Start of INFORMATION SHOWN
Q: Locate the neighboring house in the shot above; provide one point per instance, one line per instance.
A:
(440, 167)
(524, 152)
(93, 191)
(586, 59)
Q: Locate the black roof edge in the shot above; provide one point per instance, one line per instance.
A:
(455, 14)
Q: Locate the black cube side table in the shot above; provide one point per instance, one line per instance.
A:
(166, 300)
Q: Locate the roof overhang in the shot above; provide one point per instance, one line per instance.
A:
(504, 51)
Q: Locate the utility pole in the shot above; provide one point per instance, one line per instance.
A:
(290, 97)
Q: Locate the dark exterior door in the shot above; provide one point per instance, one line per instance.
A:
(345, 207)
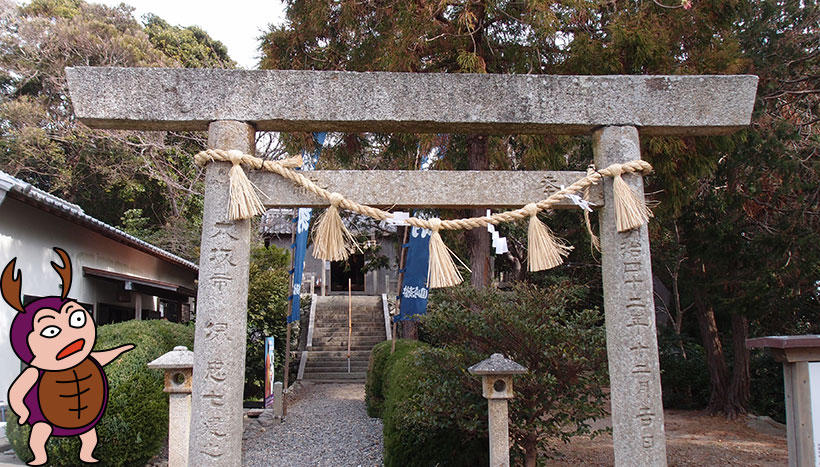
End of INFORMATION SHOWN
HOW TO COMPLETE THIS TASK: What is the number of lines above that contain the word "black"? Answer with that number only.

FINISHED TASK: 2